De directeur van de Port of Antwerpen International NV, Kristof Waterschoot, vertelde vandaag tijdens een persconferentie in verband met een werkbezoek dat de positionering van Suriname in het Caribisch gebied centraal staat bij de samenwerking tussen de Surinaamse overheid en deze organisatie. De gesprekken om de Surinaamse haven tot een logistieke hub te maken verlopen volgens hem heel goed.
Hij stelt dat de haven die zal worden omgebouwd, een lokale meerwaarde zal hebben voor vooral de handel met diverse landen. “De bedoeling is om Havenbeheer te ondersteunen in de welvaart van het land. In de afgelopen vijf maanden is er veel samengewerkt. Er komt een enorme meerwaarde voor Suriname en we willen samen kijken hoe wij die economische welvaart die zal komen vast kunnen houden.”
Minister Albert Jubithana van Transport Communicatie en Toerisme zegt dat de opdracht om het project uit te voeren niet zomaar is gegeven. Het is de bedoeling dat vooral de samenwerkingsverbanden tussen Suriname en de belanghebbende organisaties voortgang moeten blijven hebben. De samenwerking met Port of Antwerpen International is naar zeggen van de bewindsman ruim 30 jaar oud. De kennis, kunde en vaardigheden die wij kunnen krijgen van de organisaties zijn binnen deze sector een must, legt de minister uit. “De positie van Havenbeheer in het noorden van Zuid-Amerika is zeer belangrijk. We zien met de samenwerking een basis daarin. Onze nakomelingen gaan ons die credits geven. Het moet zo zijn dat wij die basis hebben gelegd. We moeten niet blijven hangen,” vervolgt Jubithana.

------------------------

- STUDIEVRAGEN -
(1) Leg op basis van de tekst over de havensamenwerking tussen Suriname en Port of Antwerpen International uit waarom minister Jubithana deze samenwerking van belang acht. Gebruik één tot drie zinnen.
(2) Neem de tekst over de havensamenwerking tussen Suriname en Port of Antwerpen International weer op na de laatste zin en schrijf hem verder.

------------------------

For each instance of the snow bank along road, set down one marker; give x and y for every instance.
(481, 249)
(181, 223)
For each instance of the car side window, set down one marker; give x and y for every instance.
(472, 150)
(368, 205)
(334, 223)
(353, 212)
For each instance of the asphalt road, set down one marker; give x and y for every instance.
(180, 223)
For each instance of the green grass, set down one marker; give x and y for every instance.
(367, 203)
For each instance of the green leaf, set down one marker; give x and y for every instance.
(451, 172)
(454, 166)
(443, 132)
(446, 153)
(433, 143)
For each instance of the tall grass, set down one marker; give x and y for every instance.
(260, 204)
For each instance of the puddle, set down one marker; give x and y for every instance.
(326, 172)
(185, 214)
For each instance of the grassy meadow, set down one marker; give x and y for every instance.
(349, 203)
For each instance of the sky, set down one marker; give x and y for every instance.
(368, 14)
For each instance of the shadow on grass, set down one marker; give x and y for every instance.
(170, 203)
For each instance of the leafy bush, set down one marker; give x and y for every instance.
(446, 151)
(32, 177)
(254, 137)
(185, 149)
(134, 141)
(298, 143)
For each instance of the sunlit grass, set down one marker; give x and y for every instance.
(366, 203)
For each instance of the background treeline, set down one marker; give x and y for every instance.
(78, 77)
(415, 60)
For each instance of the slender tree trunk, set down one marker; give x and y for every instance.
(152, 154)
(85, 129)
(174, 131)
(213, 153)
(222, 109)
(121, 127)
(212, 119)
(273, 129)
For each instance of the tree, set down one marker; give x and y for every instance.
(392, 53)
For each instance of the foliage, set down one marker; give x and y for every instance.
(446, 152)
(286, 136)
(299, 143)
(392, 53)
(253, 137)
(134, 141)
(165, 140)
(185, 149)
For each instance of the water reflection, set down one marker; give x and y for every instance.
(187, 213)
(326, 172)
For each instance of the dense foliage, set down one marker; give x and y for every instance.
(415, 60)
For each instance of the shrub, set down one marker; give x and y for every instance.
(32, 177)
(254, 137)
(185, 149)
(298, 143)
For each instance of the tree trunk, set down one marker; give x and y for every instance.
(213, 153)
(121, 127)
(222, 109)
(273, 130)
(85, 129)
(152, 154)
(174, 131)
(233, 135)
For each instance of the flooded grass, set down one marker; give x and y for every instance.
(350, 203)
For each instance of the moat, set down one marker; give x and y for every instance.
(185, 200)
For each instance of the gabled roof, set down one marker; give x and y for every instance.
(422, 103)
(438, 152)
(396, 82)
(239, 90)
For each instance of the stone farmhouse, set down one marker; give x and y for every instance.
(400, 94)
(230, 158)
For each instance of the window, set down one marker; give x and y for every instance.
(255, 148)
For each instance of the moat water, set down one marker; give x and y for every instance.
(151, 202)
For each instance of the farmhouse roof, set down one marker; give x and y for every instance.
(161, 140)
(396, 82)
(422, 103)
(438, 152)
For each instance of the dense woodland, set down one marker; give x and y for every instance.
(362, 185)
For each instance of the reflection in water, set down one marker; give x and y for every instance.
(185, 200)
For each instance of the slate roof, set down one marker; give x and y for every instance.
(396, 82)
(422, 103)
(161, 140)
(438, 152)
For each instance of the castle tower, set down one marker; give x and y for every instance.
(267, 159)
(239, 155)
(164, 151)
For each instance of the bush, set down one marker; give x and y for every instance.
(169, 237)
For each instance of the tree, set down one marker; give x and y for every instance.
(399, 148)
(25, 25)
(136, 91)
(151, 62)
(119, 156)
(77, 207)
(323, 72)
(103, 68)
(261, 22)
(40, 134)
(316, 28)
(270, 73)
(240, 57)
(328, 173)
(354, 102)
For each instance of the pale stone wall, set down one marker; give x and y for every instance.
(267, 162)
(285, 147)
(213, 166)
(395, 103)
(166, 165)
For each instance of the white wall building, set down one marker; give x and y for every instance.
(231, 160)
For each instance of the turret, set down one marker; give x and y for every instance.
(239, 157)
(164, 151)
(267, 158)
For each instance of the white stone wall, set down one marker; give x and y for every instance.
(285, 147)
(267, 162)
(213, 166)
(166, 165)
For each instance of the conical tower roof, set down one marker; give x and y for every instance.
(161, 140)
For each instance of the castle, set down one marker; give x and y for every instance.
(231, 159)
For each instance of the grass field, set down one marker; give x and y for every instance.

------------------------

- SCHRIFTELIJKE ANTWOORDEN -
(1) Volgens de minister is de positie van Havenbeheer in het noorden van Zuid-Amerika zeer belangrijk, en hij ziet in de samenwerking een basis daarvoor. Bovendien noemt hij de kennis, kunde en vaardigheden die van de organisaties kunnen worden verkregen binnen deze sector een must.

(2)
“Surinaamse ondernemers moeten meegenomen worden in de investering, kennis en kunde die zij bieden. We zien dat de wereld op dit moment als aandachtspunt heeft klimaatverandering. Suriname is een van de groenste landen en wij zijn carbonvrij. Laten wij ons laten leiden. We hechten veel waarde aan de input en de nodige kritische begeleiding is welkom”, benadrukt de TCT-functionaris.
Andreas Talea zegt dat Suriname moet kijken naar de toekomst. Voor Havenbeheer is het de bedoeling dat er een zodanige haven wordt neergezet die de oliesector moet accommoderen op het hoogste niveau. Dit, in de zin van een shorebase. Vooral de economische zone moet voordeel hebben aan de opzet van de haven. Duurzaamheid is heel erg belangrijk, zodat na 40 tot 60 jaar wanneer de olie opraakt je door kan gaan, legt Talea uit. “Onze kindskinderen moeten kunnen profiteren van de welvaart die komen moet. Dat is de rode draad van de ontwikkeling die wij zullen ondergaan.”